■ Task set
1 > Reproduce word for word the passage of the Globalshift page from "He received his" to "an Exploration Manager.".
2 > Answer these questions from the Globalshift page:
(a) In what subject did Michael receive his doctorate, and from which university?
(b) In what year did Michael incorporate Energyfiles?
(c) Up to what percentage of the world's energy mix do oil and gas provide?
3 > Extend the Globalshift page, starting right after its last sentence.

--- Start Article ---

Michael has worked in the oil industry, consulting on energy policy and strategy since 1982.

He received his doctorate in geology from Oxford University and spent the early years of his career as a consultant based in Asia. He went on to work with a number of oil companies as a geoscientist, and later, as an Exploration Manager.

Michael incorporated Energyfiles in 2003, turning it into a renowned source of energy data. After selling the company in 2009 he developed new ideas on energy supply and demand, creating Globalshift.

He has worked on E and D projects in nearly every region of the world and has lived in Europe, The Middle East and Asia.

globalshift.co.uk

Globalshift.co.uk was at first an energy advice site but now provides oil and gas forecasts and information relevant to the ‘Energy Shift’ (see below) to the oil and gas industry, alternative energy suppliers and users, and other interested parties.

With oil and gas providing up to 60% of the world’s energy mix, humans still require fossil fuels for transport, electricity and materials - for survival - even as other sustainable supplies increase. As such companies and governments more than ever need realistic, comprehensive forecasts from an independent source.

However, the world must also adapt and reduce its use of fossil fuels in a changing world. This website offers knowledge about geology, future supplies of oil and gas, and details of exploration and development activity within the industry. Using a range of on- and off-line data, and consistent methodology, Globalshift.co.uk is a free store of forecast and historical production, drilling and other information.

--- End Article ---
--- Start Raw data ---

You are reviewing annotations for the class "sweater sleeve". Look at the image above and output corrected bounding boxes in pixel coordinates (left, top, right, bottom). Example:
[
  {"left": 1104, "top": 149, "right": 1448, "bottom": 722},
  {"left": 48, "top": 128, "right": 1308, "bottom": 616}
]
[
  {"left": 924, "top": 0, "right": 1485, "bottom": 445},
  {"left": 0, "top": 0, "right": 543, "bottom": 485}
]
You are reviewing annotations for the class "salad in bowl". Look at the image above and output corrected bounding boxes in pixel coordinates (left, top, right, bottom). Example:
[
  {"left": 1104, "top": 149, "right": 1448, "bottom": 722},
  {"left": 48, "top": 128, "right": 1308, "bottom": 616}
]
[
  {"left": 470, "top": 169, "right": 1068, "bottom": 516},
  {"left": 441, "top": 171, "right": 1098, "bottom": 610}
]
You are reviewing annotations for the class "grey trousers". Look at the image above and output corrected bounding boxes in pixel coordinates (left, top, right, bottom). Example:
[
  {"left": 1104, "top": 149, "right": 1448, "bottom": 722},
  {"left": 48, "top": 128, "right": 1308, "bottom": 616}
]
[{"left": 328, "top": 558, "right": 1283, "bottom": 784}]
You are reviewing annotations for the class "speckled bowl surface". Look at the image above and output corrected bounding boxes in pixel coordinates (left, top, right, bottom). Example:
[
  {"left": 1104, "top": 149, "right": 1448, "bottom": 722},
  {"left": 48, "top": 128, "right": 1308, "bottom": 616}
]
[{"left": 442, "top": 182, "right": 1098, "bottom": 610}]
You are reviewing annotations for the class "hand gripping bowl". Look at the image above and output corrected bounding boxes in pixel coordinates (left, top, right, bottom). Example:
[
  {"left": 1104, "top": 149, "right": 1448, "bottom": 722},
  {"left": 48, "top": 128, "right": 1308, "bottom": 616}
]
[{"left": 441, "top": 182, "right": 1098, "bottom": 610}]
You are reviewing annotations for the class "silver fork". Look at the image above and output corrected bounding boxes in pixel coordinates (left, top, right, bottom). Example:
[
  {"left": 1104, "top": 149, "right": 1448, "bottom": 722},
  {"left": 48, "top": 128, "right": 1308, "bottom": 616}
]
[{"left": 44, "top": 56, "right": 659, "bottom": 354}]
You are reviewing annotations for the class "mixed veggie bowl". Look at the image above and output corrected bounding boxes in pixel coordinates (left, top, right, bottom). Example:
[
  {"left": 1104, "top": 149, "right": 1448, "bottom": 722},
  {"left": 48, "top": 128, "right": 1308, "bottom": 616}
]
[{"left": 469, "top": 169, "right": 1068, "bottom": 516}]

--- End Raw data ---
--- Start Raw data ---

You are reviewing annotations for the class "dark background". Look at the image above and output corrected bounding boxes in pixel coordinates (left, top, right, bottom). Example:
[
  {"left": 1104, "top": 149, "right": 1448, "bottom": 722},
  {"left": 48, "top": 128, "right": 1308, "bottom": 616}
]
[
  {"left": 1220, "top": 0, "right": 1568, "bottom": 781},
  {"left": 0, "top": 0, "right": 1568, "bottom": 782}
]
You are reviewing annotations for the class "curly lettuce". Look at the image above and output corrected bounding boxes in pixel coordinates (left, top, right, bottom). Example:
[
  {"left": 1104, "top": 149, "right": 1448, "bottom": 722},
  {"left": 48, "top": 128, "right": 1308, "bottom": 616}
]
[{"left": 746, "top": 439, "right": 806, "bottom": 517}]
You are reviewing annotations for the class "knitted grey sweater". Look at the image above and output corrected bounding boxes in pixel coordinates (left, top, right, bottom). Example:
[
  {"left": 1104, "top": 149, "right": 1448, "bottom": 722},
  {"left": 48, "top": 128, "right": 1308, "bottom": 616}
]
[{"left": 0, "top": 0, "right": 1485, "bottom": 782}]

--- End Raw data ---
--- Start Raw data ---

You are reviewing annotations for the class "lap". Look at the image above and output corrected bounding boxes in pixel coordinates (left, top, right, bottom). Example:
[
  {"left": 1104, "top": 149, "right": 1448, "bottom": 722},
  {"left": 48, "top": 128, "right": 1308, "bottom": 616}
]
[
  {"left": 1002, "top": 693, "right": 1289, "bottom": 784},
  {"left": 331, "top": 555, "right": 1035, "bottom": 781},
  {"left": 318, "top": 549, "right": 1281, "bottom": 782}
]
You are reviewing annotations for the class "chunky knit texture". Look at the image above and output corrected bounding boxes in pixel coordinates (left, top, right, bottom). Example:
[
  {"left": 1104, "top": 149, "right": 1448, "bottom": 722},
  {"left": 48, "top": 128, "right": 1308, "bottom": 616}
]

--- End Raw data ---

■ Exercise answers
1 >
He received his doctorate in geology from Oxford University and spent the early years of his career as a consultant based in Asia. He went on to work with a number of oil companies as a geoscientist, and later, as an Exploration Manager.

2 >
(a) Geology, from Oxford University.
(b) 2003.
(c) Up to 60%.

3 >
Globalshift.co.uk wishes to encourage independent and realistic analysis of the future of oil and gas, unfettered by wishful thinking or dogma. The histories and forecasts are derived from a very large range of trusted sources, as well as some less rigorous or reliable ones. All the information is sense-checked and modified where deemed appropriate and may be estimated and interpolated where data are unavailable.

The Energy Shift

For many decades energy prices have been volatile at periods of ‘peak supply’ (a peak in oil production driven by supply, demand or both) which has controlled the focus and magnitude of oil and gas exploration and development activity.

For example, in 2005 tight supplies as a result of a diminishing pot of conventional resources led to oil price rises which contributed to a global recession in 2008. This was followed by a dramatic increase in the exploitation of unconventional resources (oil sands, oil and gas from tight reservoirs, natural gas liquids and, briefly, biofuels) followed by a sharp fall in the oil price in the latter half of 2014.

Now, super-imposed on this volatility is the impact of increasing environmental concerns about global warming and its effects on the climate. In this scenario energy price volatility is here to stay until the Energy Shift occurs.

The impact of peak supply has been to spur development of alternatives. However, peak supply (along with peak demand - collectively called peak oil) is poorly defined and often misunderstood.

Globalshift instead uses the term Energy Shift to encompass all that peak oil was once used to describe. It is hoped that, with proper planning, the Energy Shift will cause as little disruption to global economic activity as possible.

The Energy Shift is not - a signal of the end of exploration and discovery of oil and gas (or the end of drilling). The world finds new reserves every year. However, it may not find and produce enough to fully offset the decline in output from older finds.

An Energy Shift is not - the same as running out of, or abandoning, fossil fuels. We will not do this for a long time. The rate of oil (and then gas) production will simply cease to rise, plateau for a period, and then begin a slow and erratic decline.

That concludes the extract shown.